= WHAT THIS TASK INVOLVES =
Each entry below is to be transcribed exactly.

[Text-to-region grounding data]
*** Begin section ***
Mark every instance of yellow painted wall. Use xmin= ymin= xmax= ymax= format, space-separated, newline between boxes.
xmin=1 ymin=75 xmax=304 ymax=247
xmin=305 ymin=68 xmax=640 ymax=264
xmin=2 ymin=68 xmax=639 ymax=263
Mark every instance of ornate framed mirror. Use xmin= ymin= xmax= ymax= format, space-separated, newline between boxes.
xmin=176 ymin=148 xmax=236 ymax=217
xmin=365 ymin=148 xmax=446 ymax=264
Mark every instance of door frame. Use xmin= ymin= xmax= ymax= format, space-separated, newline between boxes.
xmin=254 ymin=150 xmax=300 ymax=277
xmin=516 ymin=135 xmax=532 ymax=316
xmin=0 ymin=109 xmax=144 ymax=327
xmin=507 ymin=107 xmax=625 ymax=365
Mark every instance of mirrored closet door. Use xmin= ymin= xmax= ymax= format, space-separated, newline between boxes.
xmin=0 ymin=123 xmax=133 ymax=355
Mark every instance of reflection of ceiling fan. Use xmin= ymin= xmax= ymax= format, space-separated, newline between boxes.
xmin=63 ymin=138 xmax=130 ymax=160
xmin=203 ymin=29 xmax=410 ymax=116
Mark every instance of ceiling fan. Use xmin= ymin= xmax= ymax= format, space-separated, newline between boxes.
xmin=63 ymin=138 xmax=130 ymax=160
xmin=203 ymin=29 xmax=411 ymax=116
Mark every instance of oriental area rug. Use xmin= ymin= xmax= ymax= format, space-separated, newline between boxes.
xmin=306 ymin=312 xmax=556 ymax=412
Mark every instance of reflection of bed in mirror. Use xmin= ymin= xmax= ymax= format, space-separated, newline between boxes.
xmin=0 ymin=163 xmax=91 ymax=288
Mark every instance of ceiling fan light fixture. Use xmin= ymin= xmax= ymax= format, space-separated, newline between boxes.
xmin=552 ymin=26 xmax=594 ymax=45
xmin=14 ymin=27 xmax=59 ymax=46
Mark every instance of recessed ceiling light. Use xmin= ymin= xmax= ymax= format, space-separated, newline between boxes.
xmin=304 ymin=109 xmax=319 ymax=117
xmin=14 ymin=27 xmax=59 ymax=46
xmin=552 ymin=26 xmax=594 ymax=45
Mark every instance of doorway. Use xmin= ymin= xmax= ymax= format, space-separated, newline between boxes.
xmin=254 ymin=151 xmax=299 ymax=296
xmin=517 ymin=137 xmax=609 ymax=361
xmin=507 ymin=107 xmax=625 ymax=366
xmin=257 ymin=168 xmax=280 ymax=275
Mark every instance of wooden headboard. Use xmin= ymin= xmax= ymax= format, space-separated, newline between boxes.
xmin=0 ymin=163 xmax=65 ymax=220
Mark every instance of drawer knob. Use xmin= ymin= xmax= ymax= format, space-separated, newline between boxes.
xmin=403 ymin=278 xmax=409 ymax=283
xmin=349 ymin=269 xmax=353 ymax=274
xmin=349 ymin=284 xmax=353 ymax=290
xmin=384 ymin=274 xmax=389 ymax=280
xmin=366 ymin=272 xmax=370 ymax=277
*** End section ***
= ANSWER =
Mark every instance of yellow painted wall. Use xmin= ymin= xmax= ymax= format, space-separated, newline between boxes.
xmin=1 ymin=75 xmax=304 ymax=247
xmin=305 ymin=68 xmax=640 ymax=264
xmin=2 ymin=68 xmax=639 ymax=263
Mark every instance of ornate framed mirror. Use xmin= ymin= xmax= ymax= format, space-separated, newline between boxes.
xmin=176 ymin=148 xmax=236 ymax=217
xmin=365 ymin=148 xmax=446 ymax=264
Mark every instance of door frame. Use xmin= ymin= xmax= ymax= format, space-separated, newline between boxes.
xmin=254 ymin=150 xmax=300 ymax=277
xmin=516 ymin=135 xmax=532 ymax=316
xmin=0 ymin=109 xmax=144 ymax=327
xmin=507 ymin=107 xmax=625 ymax=365
Mark every instance of mirrored closet door. Use xmin= ymin= xmax= ymax= format, space-separated, newline between boxes.
xmin=0 ymin=123 xmax=133 ymax=355
Mark every instance of reflection of ceiling fan. Use xmin= ymin= xmax= ymax= format, space-separated, newline between boxes.
xmin=63 ymin=138 xmax=130 ymax=160
xmin=203 ymin=29 xmax=410 ymax=116
Mark every instance of ceiling fan. Use xmin= ymin= xmax= ymax= format, space-separated, newline between boxes.
xmin=63 ymin=138 xmax=130 ymax=160
xmin=203 ymin=29 xmax=411 ymax=116
Mark every instance of oriental area rug. Use xmin= ymin= xmax= ymax= format, space-separated, newline between boxes.
xmin=306 ymin=312 xmax=556 ymax=412
Mark every instance of reflection of bed in mirror. Use xmin= ymin= xmax= ymax= format, space-separated, newline between boxes.
xmin=0 ymin=163 xmax=91 ymax=288
Mark every instance of ceiling fan light fixture. Use xmin= ymin= xmax= ymax= format, space-separated, newline between boxes.
xmin=552 ymin=26 xmax=594 ymax=45
xmin=14 ymin=27 xmax=59 ymax=46
Mark every instance of recessed ceiling light. Use xmin= ymin= xmax= ymax= format, space-separated, newline between boxes.
xmin=304 ymin=109 xmax=319 ymax=117
xmin=14 ymin=27 xmax=59 ymax=46
xmin=552 ymin=26 xmax=594 ymax=45
Mark every instance of doorway. Use xmin= ymin= xmax= ymax= format, space-separated, newline between boxes.
xmin=254 ymin=151 xmax=299 ymax=296
xmin=517 ymin=137 xmax=609 ymax=361
xmin=507 ymin=107 xmax=625 ymax=366
xmin=257 ymin=168 xmax=280 ymax=275
Mark every instance of wooden headboard. Use xmin= ymin= xmax= ymax= format, space-separated, newline between boxes.
xmin=0 ymin=163 xmax=65 ymax=220
Mark every instance of drawer knob. Use xmin= ymin= xmax= ymax= format, space-separated, newline between boxes.
xmin=403 ymin=278 xmax=409 ymax=283
xmin=349 ymin=269 xmax=353 ymax=274
xmin=349 ymin=284 xmax=353 ymax=290
xmin=384 ymin=274 xmax=389 ymax=280
xmin=366 ymin=272 xmax=370 ymax=277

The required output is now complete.